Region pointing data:
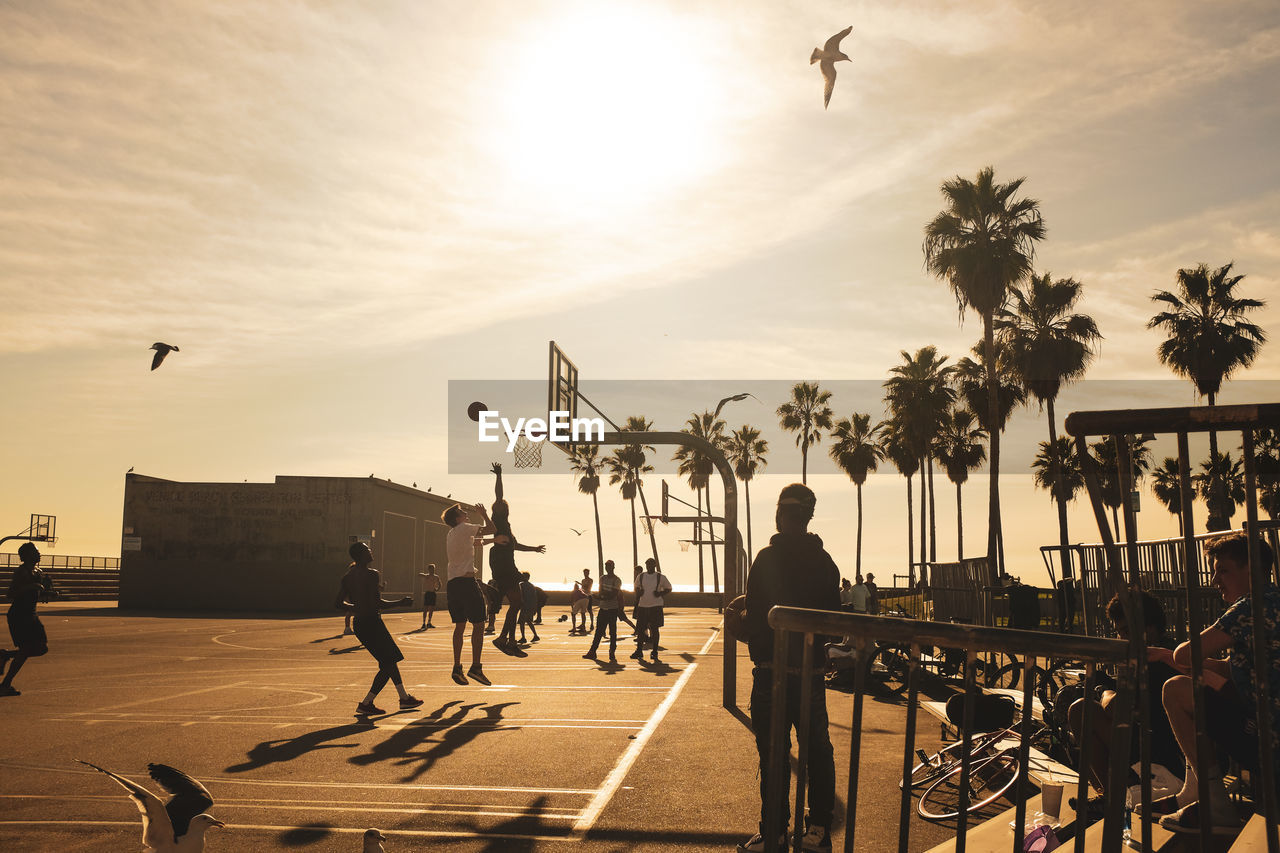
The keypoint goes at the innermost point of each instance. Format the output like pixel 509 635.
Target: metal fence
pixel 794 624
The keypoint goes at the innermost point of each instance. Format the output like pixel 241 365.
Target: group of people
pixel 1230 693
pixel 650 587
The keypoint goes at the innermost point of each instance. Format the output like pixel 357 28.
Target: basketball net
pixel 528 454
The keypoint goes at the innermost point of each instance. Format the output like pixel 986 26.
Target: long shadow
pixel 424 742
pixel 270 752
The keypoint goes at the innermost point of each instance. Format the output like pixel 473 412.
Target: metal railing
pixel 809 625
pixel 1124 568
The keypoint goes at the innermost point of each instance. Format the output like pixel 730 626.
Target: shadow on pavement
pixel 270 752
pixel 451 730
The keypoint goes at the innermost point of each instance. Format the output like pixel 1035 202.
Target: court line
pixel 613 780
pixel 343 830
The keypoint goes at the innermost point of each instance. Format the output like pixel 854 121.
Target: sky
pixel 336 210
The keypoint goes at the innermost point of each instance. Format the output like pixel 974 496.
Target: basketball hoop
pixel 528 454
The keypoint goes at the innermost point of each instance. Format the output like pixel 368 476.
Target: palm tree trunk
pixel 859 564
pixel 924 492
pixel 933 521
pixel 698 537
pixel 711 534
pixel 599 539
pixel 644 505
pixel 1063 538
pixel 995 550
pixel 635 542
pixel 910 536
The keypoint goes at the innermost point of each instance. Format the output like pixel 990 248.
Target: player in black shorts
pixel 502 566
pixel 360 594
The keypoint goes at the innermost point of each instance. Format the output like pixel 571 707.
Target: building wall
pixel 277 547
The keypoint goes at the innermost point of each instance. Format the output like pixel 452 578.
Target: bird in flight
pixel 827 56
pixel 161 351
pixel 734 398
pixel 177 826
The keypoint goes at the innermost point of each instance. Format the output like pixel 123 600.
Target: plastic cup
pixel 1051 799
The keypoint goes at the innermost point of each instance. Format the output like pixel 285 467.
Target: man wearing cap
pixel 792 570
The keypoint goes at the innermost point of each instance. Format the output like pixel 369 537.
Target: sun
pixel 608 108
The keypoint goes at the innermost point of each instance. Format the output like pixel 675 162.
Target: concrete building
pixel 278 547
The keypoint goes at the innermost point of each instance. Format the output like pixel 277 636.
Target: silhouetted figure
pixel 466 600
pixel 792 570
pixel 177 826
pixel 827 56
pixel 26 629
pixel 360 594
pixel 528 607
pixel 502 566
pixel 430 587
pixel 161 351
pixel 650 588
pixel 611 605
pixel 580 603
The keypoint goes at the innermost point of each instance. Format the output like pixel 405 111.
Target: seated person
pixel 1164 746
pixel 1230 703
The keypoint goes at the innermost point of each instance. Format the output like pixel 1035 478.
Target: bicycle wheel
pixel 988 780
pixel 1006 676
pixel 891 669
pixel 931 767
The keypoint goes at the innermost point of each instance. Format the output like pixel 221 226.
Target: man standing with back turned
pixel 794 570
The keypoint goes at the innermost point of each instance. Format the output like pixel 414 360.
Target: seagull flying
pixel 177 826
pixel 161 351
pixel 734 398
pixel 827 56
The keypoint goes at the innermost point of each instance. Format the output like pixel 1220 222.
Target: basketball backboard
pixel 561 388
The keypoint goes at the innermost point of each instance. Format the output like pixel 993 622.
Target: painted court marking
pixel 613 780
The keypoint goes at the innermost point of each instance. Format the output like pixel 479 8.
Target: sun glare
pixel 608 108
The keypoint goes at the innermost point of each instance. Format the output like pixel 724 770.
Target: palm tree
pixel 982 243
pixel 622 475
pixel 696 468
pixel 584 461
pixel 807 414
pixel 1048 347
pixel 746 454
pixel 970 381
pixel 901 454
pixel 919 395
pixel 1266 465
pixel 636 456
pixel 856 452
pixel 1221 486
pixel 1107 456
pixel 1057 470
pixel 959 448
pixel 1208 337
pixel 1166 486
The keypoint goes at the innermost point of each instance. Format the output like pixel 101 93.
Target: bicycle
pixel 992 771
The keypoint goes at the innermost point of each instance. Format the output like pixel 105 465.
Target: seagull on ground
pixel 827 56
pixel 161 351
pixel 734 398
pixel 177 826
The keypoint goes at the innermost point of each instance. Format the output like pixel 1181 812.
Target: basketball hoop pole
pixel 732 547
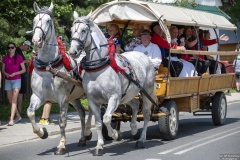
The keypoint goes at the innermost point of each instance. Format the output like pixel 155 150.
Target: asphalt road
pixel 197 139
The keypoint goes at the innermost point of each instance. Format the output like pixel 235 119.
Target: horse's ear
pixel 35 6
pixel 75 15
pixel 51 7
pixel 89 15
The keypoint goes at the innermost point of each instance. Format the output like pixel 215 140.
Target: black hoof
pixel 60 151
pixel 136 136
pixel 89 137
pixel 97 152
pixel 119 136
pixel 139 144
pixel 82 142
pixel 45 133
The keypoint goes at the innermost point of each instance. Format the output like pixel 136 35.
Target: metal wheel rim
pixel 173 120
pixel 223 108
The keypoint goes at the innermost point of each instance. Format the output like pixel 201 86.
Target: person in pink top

» **The problem**:
Leave out the pictures and retype every line above exactly.

» **Exercise output**:
The keypoint goes at the innermost point of each instance. Format the output like pixel 509 635.
Target: metal fence
pixel 794 624
The keypoint goes at the innermost point of each instance. Format the output like pixel 241 365.
Target: group of people
pixel 1230 693
pixel 650 587
The keypoint goes at the innermost point of each instance. Format the output like pixel 357 28.
Target: basketball net
pixel 528 454
The keypoint goes at the innermost point of each instance. Format the output like pixel 986 26.
Target: long shadow
pixel 424 742
pixel 270 752
The keypoint goes at the innermost point of each instance. Format the output like pixel 473 412.
Target: metal railing
pixel 809 625
pixel 1124 568
The keypoint goes at the innermost point of each instance. Format the output like pixel 730 626.
Target: shadow on pavement
pixel 270 752
pixel 451 730
The keypoint goes at the innermost point of each instance. Format the output like pixel 1035 202.
Target: court line
pixel 613 780
pixel 343 830
The keypoint goes at the innermost point of each instance. Format the output like pixel 854 121.
Target: sky
pixel 336 210
The keypoint goes at the innermost point of each instance. Format the output like pixel 974 496.
Target: basketball hoop
pixel 528 454
The keypoint goes at the innermost point of each instance. Format the output like pixel 368 476.
Target: palm tree trunk
pixel 859 564
pixel 924 492
pixel 933 521
pixel 698 537
pixel 711 534
pixel 599 539
pixel 644 505
pixel 1063 538
pixel 995 550
pixel 635 542
pixel 910 536
The keypoint goes at the innermost point of each instance. Format the output like pixel 990 248.
Target: player in black shorts
pixel 502 566
pixel 360 594
The keypoint goes at the innermost point of each instance. Format the output like pixel 571 707.
Target: building wall
pixel 277 547
The keypoint goes at the innermost point of each instance. Format the output like pixel 452 578.
Target: bird in flight
pixel 827 56
pixel 161 351
pixel 734 398
pixel 177 826
The keypoint goes at the innermost point of each instance. Format the output like pixel 123 600.
Target: plastic cup
pixel 1051 799
The keypoint goes at the innermost point of each instance. Format the output like pixel 285 467.
Target: man wearing cap
pixel 792 570
The keypoint goes at the innermost point of each instance. Format the output like pixel 369 537.
Target: sun
pixel 608 108
The keypoint goes at the innermost point of each instance. Format the output like pixel 675 162.
Target: concrete building
pixel 278 547
The keypoint goes at the innermost point of each instance. Format the output like pixel 277 636.
Target: silhouetted figure
pixel 466 600
pixel 792 570
pixel 177 826
pixel 827 56
pixel 26 629
pixel 360 594
pixel 528 607
pixel 502 566
pixel 430 587
pixel 161 351
pixel 650 588
pixel 611 605
pixel 580 603
The keypoint goes at the innermost point of each instance. Format the output like pixel 405 111.
Target: seated person
pixel 1164 746
pixel 1230 703
The keypoint goes at the innermost point of each instance. Format the output like pixel 1035 478.
Target: bicycle wheel
pixel 988 780
pixel 1006 676
pixel 891 669
pixel 931 767
The keypoint goes at the innermost point of each instance. Format the output like pixel 221 226.
Target: man standing with back turned
pixel 794 570
The keypoint goes at the innermost point of each instance. Format the output like pixel 414 360.
Target: seagull flying
pixel 177 826
pixel 161 351
pixel 734 398
pixel 827 56
The keypoint goes at the innermost point of each instance. Format the output like pixel 1220 222.
Target: basketball backboard
pixel 561 388
The keypoint goes at the innermost point of each instance. Format the output like pixel 993 622.
Target: painted court marking
pixel 613 780
The keypoint goes at the innermost point of each instance. Format the output like pixel 479 8.
Target: sun glare
pixel 608 108
The keypoint goes at the innermost point of each instance. Format the output like pixel 724 770.
Target: palm tree
pixel 982 243
pixel 622 475
pixel 696 468
pixel 584 461
pixel 807 414
pixel 1048 347
pixel 746 454
pixel 970 381
pixel 901 454
pixel 919 395
pixel 1266 465
pixel 636 456
pixel 856 452
pixel 1221 486
pixel 1107 456
pixel 1057 470
pixel 959 448
pixel 1208 337
pixel 1166 486
The keypoint goes at the innermost point of each instance. Format the output like pixel 101 93.
Target: bicycle
pixel 992 771
The keypoint goes at the innermost point of each instance. Format the output like pixel 105 465.
Target: seagull on ground
pixel 827 56
pixel 161 351
pixel 734 398
pixel 177 826
The keypoint goes at the innermost point of each instance. Format the output like pixel 1181 812.
Target: basketball hoop pole
pixel 732 547
The keypoint goes at the innermost point of each instance. Format the output like pixel 155 150.
Target: asphalt road
pixel 197 139
The keypoint goes at the innermost point of each instance. Format the output like pixel 235 119.
Target: horse's ear
pixel 35 6
pixel 75 15
pixel 51 7
pixel 89 15
The keypoint goes at the innermost point of each instance. Format the output like pixel 215 140.
Target: black hoof
pixel 60 151
pixel 136 136
pixel 89 137
pixel 97 152
pixel 119 136
pixel 139 144
pixel 82 142
pixel 45 133
The keypoint goes at the innermost point of each instance. Format the output like pixel 136 35.
Target: metal wheel rim
pixel 173 120
pixel 223 108
The keypoint goes at the innermost point of each instance. Format the output like pixel 201 86.
Target: person in pink top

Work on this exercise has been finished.